##### Material for this task #####
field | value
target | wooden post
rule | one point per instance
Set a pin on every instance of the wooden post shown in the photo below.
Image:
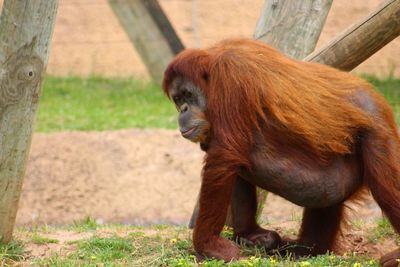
(362, 40)
(26, 28)
(150, 32)
(293, 27)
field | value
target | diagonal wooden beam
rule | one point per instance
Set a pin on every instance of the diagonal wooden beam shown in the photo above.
(150, 32)
(364, 38)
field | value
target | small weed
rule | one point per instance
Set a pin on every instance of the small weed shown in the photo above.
(13, 251)
(40, 240)
(86, 224)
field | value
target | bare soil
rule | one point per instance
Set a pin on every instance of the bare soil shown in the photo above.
(135, 176)
(138, 176)
(89, 40)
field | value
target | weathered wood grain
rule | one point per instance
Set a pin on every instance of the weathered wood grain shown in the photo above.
(292, 26)
(26, 28)
(150, 32)
(360, 41)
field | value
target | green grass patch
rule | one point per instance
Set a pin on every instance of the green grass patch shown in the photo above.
(86, 224)
(40, 239)
(390, 89)
(159, 245)
(96, 104)
(11, 252)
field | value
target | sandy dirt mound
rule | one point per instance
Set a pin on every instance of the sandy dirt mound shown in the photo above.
(131, 176)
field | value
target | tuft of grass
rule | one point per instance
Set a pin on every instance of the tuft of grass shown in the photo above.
(84, 225)
(390, 89)
(95, 103)
(11, 252)
(40, 239)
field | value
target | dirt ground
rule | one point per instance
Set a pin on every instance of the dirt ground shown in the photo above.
(135, 176)
(138, 176)
(89, 40)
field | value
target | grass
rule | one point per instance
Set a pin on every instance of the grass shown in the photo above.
(41, 240)
(97, 104)
(9, 253)
(390, 88)
(159, 245)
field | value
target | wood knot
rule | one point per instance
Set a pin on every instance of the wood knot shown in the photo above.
(21, 76)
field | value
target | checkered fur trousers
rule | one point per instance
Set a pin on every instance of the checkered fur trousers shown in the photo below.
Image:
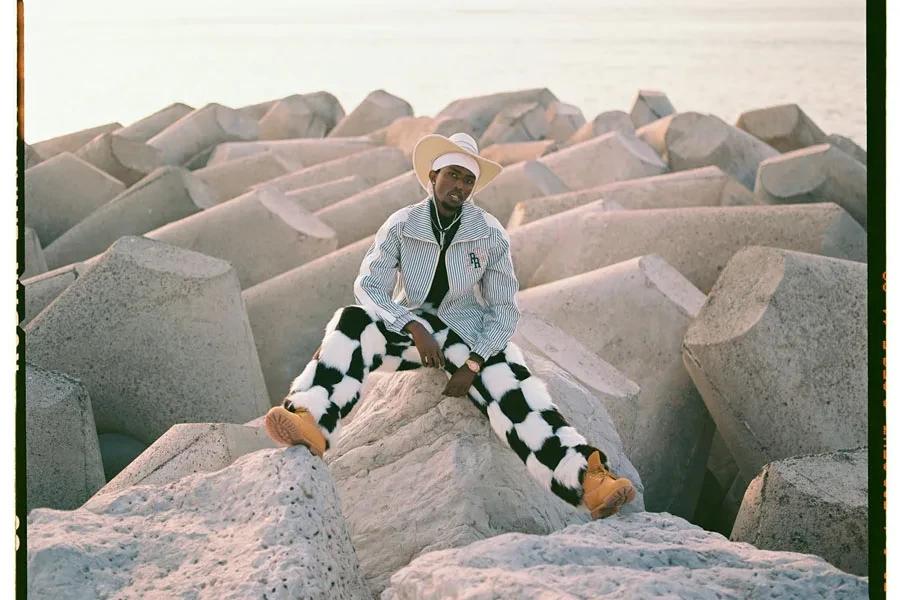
(516, 403)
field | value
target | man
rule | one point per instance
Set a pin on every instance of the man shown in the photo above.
(442, 248)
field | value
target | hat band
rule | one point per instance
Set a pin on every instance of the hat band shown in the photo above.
(458, 159)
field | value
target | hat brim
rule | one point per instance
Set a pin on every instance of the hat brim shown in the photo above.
(433, 145)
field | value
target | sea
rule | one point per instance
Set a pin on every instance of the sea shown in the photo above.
(100, 61)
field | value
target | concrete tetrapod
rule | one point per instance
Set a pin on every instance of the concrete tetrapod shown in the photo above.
(634, 316)
(262, 234)
(270, 521)
(158, 335)
(650, 106)
(63, 190)
(378, 109)
(820, 173)
(71, 142)
(779, 353)
(166, 195)
(286, 337)
(785, 127)
(605, 122)
(63, 467)
(612, 157)
(708, 186)
(690, 140)
(698, 241)
(417, 471)
(201, 129)
(815, 504)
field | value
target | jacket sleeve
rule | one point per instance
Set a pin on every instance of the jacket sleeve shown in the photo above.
(498, 288)
(377, 276)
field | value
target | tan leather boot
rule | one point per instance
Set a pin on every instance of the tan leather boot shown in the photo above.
(604, 493)
(295, 429)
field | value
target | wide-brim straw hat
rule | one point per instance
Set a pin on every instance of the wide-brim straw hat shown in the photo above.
(434, 145)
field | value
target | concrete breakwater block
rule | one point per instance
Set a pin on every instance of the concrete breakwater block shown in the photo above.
(268, 526)
(612, 157)
(517, 123)
(690, 140)
(235, 177)
(190, 448)
(71, 142)
(479, 111)
(815, 504)
(785, 127)
(376, 165)
(473, 487)
(63, 467)
(127, 160)
(286, 337)
(645, 555)
(634, 315)
(202, 129)
(261, 234)
(508, 154)
(63, 190)
(149, 126)
(166, 195)
(708, 186)
(605, 122)
(777, 353)
(821, 173)
(378, 109)
(650, 106)
(698, 241)
(158, 335)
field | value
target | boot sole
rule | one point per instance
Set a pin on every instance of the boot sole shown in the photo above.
(285, 432)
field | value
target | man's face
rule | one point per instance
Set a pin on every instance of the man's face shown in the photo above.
(452, 185)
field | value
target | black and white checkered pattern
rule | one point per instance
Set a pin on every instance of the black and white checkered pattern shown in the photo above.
(517, 404)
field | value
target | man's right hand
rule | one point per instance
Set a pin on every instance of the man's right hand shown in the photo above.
(429, 349)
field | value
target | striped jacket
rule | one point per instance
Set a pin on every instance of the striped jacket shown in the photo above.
(478, 256)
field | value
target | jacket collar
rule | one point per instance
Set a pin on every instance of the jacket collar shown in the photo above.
(472, 225)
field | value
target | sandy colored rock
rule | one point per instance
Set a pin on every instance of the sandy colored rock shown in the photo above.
(691, 140)
(166, 195)
(698, 241)
(815, 504)
(63, 190)
(261, 234)
(777, 351)
(642, 556)
(149, 126)
(820, 173)
(473, 485)
(62, 456)
(605, 122)
(235, 177)
(615, 156)
(634, 315)
(201, 129)
(195, 360)
(785, 127)
(35, 262)
(190, 448)
(479, 111)
(285, 337)
(378, 109)
(267, 526)
(124, 159)
(508, 154)
(71, 142)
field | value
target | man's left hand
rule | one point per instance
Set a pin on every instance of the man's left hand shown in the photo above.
(460, 382)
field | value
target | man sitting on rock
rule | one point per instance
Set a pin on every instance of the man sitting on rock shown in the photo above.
(442, 248)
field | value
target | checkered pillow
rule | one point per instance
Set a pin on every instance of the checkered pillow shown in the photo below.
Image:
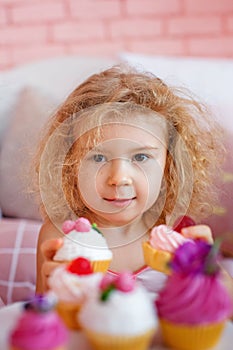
(18, 239)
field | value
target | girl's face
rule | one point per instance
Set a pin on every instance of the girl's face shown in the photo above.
(120, 179)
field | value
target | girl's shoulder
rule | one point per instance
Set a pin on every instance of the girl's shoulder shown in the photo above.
(50, 230)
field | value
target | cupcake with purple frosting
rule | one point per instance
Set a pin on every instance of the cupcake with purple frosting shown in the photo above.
(194, 305)
(39, 327)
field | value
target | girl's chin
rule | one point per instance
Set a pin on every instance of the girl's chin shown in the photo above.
(115, 220)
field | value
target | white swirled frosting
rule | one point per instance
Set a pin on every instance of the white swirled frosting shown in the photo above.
(82, 239)
(122, 314)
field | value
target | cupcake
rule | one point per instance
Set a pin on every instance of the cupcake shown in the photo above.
(194, 304)
(160, 247)
(85, 240)
(121, 317)
(72, 284)
(39, 327)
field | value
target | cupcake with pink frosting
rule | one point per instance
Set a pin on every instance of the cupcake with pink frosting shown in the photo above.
(39, 327)
(72, 285)
(84, 240)
(160, 247)
(194, 304)
(121, 317)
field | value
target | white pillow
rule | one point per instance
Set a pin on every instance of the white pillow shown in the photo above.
(209, 79)
(28, 96)
(55, 76)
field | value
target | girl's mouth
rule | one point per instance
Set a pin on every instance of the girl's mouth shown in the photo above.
(120, 202)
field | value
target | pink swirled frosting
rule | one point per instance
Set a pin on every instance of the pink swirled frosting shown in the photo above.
(195, 299)
(162, 237)
(39, 331)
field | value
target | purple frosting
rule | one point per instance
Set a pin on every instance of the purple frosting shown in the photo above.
(39, 331)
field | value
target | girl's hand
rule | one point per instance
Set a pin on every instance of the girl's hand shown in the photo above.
(48, 250)
(198, 231)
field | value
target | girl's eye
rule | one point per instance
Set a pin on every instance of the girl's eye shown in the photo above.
(140, 157)
(98, 158)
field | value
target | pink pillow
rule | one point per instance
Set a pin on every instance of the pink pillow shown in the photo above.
(18, 240)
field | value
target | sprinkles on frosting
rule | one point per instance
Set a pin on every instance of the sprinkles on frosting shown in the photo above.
(79, 225)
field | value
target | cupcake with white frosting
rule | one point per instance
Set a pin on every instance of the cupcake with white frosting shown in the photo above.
(84, 240)
(72, 285)
(120, 317)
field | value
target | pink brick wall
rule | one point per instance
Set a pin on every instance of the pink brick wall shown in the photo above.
(34, 29)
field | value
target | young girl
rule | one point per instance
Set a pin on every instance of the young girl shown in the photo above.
(127, 152)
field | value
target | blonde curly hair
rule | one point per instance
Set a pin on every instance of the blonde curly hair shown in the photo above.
(193, 138)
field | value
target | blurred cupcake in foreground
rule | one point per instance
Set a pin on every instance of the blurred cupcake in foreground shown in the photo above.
(84, 240)
(160, 247)
(39, 327)
(72, 284)
(194, 305)
(121, 317)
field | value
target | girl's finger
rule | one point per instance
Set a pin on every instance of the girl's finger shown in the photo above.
(50, 247)
(46, 271)
(198, 231)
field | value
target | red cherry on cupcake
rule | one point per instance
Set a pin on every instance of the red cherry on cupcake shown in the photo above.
(80, 266)
(183, 221)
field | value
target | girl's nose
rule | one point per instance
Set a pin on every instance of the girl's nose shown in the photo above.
(119, 174)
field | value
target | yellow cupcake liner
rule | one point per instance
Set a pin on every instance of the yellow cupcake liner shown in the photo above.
(97, 265)
(103, 341)
(191, 337)
(69, 314)
(100, 265)
(156, 259)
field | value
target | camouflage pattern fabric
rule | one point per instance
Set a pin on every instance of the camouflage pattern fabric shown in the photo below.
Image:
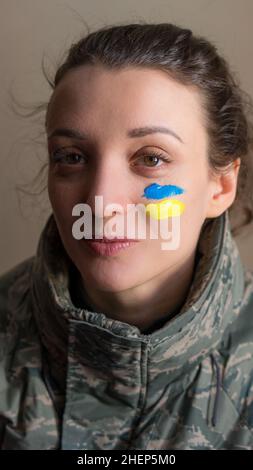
(72, 378)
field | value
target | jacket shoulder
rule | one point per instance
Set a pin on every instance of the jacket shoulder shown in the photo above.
(14, 285)
(237, 352)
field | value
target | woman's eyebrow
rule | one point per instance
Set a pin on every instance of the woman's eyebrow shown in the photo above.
(132, 133)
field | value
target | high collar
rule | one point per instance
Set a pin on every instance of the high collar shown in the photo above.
(217, 288)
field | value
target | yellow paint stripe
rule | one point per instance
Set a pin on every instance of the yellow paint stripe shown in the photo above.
(166, 208)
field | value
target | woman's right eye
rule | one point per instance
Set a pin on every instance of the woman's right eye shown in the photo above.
(71, 158)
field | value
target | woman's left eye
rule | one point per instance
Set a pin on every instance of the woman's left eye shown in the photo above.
(151, 158)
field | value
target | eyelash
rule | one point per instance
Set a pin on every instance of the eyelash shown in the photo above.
(58, 156)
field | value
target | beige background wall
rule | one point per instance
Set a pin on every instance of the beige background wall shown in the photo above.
(29, 28)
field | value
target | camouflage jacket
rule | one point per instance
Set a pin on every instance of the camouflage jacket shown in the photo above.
(72, 378)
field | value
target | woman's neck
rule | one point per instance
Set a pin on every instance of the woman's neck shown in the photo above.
(146, 306)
#####
■ **Exercise**
Tally the lines of the material above that contain the string "soil", matching case exactly, and give only the number.

■ **Reply**
2